_TASK TO COMPLETE_
Copy the rows below, swapping "street lamp" for "traffic light" and leaving every other part unchanged.

%%

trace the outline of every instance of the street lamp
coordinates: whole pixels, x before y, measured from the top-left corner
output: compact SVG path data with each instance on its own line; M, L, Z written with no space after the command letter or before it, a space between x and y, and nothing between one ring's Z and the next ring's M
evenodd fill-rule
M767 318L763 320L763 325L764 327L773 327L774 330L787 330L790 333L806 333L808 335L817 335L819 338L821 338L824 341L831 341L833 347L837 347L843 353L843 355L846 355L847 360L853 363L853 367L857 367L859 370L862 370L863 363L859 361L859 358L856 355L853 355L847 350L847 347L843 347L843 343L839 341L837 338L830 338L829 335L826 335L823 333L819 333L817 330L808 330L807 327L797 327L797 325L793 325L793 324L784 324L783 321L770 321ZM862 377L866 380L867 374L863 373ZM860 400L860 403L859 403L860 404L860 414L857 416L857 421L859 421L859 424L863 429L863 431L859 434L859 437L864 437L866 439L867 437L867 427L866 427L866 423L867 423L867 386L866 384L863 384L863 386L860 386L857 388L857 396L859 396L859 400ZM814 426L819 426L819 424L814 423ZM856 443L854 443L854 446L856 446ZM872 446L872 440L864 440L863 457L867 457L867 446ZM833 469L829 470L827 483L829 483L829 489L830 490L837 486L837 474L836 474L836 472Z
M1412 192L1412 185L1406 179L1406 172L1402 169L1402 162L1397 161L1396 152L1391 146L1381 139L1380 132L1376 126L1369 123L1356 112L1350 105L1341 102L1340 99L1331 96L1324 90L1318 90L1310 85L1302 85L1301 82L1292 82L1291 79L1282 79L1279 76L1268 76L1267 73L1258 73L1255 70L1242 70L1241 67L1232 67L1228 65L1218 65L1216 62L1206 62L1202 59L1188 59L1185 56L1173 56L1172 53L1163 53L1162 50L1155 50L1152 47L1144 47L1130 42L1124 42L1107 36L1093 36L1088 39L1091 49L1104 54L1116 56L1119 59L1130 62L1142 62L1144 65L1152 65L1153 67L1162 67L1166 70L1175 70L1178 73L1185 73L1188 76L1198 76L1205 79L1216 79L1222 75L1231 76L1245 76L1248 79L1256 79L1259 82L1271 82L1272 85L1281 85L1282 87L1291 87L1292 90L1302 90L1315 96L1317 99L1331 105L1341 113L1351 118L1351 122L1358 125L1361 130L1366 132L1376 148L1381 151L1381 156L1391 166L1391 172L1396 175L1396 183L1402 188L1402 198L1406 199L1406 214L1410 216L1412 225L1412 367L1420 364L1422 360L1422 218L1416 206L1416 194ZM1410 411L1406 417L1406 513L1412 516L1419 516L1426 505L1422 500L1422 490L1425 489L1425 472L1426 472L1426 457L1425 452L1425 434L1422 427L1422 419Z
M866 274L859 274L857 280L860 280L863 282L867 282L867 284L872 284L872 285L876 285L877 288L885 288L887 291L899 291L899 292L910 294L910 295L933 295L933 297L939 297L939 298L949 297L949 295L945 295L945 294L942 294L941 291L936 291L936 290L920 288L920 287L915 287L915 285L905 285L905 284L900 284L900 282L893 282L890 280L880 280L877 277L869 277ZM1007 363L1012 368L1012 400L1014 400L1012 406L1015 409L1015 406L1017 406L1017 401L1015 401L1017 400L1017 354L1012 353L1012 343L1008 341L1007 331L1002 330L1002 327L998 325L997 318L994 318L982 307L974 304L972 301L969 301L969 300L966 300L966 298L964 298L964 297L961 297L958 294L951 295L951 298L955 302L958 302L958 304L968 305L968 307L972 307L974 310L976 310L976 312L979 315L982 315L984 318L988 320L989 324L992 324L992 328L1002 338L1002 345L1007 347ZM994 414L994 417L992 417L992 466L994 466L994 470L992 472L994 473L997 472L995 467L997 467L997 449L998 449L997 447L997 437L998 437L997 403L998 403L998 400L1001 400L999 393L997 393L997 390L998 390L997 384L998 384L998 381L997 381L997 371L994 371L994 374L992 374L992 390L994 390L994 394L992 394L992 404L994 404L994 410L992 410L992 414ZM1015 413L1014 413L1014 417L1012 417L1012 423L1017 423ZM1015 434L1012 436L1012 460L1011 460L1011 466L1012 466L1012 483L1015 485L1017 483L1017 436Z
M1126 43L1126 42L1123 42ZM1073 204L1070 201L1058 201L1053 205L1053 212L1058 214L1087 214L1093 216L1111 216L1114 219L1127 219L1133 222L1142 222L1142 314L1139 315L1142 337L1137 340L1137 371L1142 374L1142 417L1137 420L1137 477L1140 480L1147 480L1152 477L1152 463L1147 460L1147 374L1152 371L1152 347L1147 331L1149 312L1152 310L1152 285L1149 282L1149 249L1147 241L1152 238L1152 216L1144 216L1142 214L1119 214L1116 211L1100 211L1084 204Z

%%

_THE REPLY_
trace the outline of every instance of the traffic light
coordinates: whole pixels, x before y, measured from the top-left corner
output: compact SVG path data with each instance on its own line; M, L, Z written with no space after the command letter or before it, a space between x and y, and nothing between one ring's Z and the next ring's M
evenodd fill-rule
M767 318L763 320L763 325L764 327L773 327L774 330L787 330L790 333L806 333L808 335L817 335L819 338L821 338L824 341L831 341L833 347L837 347L843 353L843 355L846 355L847 360L853 363L853 367L857 367L859 370L862 370L863 363L859 361L859 358L856 355L853 355L847 350L847 347L843 347L843 343L839 341L837 338L830 338L829 335L826 335L823 333L819 333L817 330L808 330L807 327L797 327L797 325L793 325L793 324L784 324L783 321L770 321ZM862 377L866 380L867 374L863 373ZM860 400L860 403L859 403L860 404L860 414L857 416L857 421L859 421L859 424L863 429L863 431L859 434L859 437L864 437L866 439L867 437L867 427L866 427L866 423L867 423L867 386L866 384L863 384L863 386L860 386L857 388L857 396L859 396L859 400ZM814 426L819 426L819 424L814 423ZM856 443L854 443L854 446L856 446ZM872 446L872 440L864 440L863 457L867 457L867 446ZM833 469L829 470L827 483L829 483L829 489L830 490L837 486L837 474L836 474L836 472Z
M1412 192L1412 185L1406 179L1406 172L1402 169L1402 162L1397 161L1396 152L1391 146L1381 139L1380 132L1376 126L1369 123L1356 112L1350 105L1341 102L1340 99L1331 96L1324 90L1318 90L1310 85L1302 85L1301 82L1292 82L1291 79L1282 79L1279 76L1268 76L1267 73L1258 73L1255 70L1242 70L1241 67L1232 67L1228 65L1218 65L1216 62L1206 62L1202 59L1188 59L1185 56L1173 56L1172 53L1163 53L1162 50L1155 50L1152 47L1144 47L1130 42L1124 42L1107 36L1093 36L1088 39L1091 49L1104 54L1116 56L1119 59L1130 62L1142 62L1144 65L1152 65L1153 67L1162 67L1166 70L1175 70L1178 73L1185 73L1188 76L1198 76L1205 79L1216 79L1222 75L1231 76L1245 76L1248 79L1256 79L1259 82L1271 82L1272 85L1281 85L1282 87L1291 87L1292 90L1302 90L1315 96L1317 99L1331 105L1341 113L1351 118L1351 122L1358 125L1361 130L1366 132L1376 148L1381 151L1381 156L1391 166L1391 172L1396 175L1396 183L1402 188L1402 198L1406 199L1406 214L1410 216L1412 225L1412 367L1420 364L1422 360L1422 218L1416 206L1416 194ZM1410 411L1406 417L1406 513L1412 516L1419 516L1426 505L1422 500L1422 490L1425 489L1425 472L1426 472L1426 457L1425 452L1425 434L1422 427L1422 419Z
M866 274L859 274L857 280L860 280L863 282L867 282L867 284L872 284L872 285L876 285L877 288L885 288L887 291L899 291L899 292L910 294L910 295L933 295L933 297L939 297L939 298L949 297L949 295L945 295L945 294L942 294L941 291L936 291L936 290L920 288L920 287L915 287L915 285L905 285L905 284L900 284L900 282L893 282L890 280L880 280L877 277L869 277ZM1007 363L1012 368L1012 400L1014 400L1012 406L1015 409L1015 406L1017 406L1017 401L1015 401L1017 400L1017 354L1012 353L1012 343L1008 341L1007 331L1002 330L1002 327L998 325L997 318L994 318L982 307L974 304L972 301L969 301L969 300L966 300L966 298L964 298L964 297L961 297L958 294L951 295L951 298L955 302L958 302L958 304L968 305L968 307L972 307L974 310L976 310L976 312L979 315L982 315L984 318L988 320L989 324L992 324L992 328L1002 338L1002 345L1007 347ZM994 414L994 417L992 417L992 466L994 466L994 470L992 472L994 473L997 472L995 467L997 467L997 449L998 449L997 447L997 437L998 437L997 403L998 403L998 400L1001 400L999 393L997 393L997 390L998 390L997 384L998 384L998 381L997 381L997 371L994 371L994 374L992 374L992 390L994 390L994 394L992 394L992 404L994 404L994 410L992 410L992 414ZM1015 413L1014 413L1014 417L1012 417L1012 423L1017 423ZM1015 434L1012 436L1012 460L1011 460L1011 466L1012 466L1012 483L1015 485L1017 483L1017 436Z
M1126 43L1126 42L1123 42ZM1073 204L1070 201L1058 201L1053 205L1053 212L1058 214L1087 214L1093 216L1111 216L1114 219L1127 219L1133 222L1142 222L1142 314L1139 315L1142 337L1137 340L1137 371L1142 374L1142 417L1137 420L1137 477L1140 480L1147 480L1152 477L1152 463L1147 460L1147 374L1152 371L1152 347L1147 331L1149 312L1152 310L1152 285L1149 282L1149 249L1147 241L1152 238L1152 216L1144 216L1142 214L1119 214L1116 211L1100 211L1084 204Z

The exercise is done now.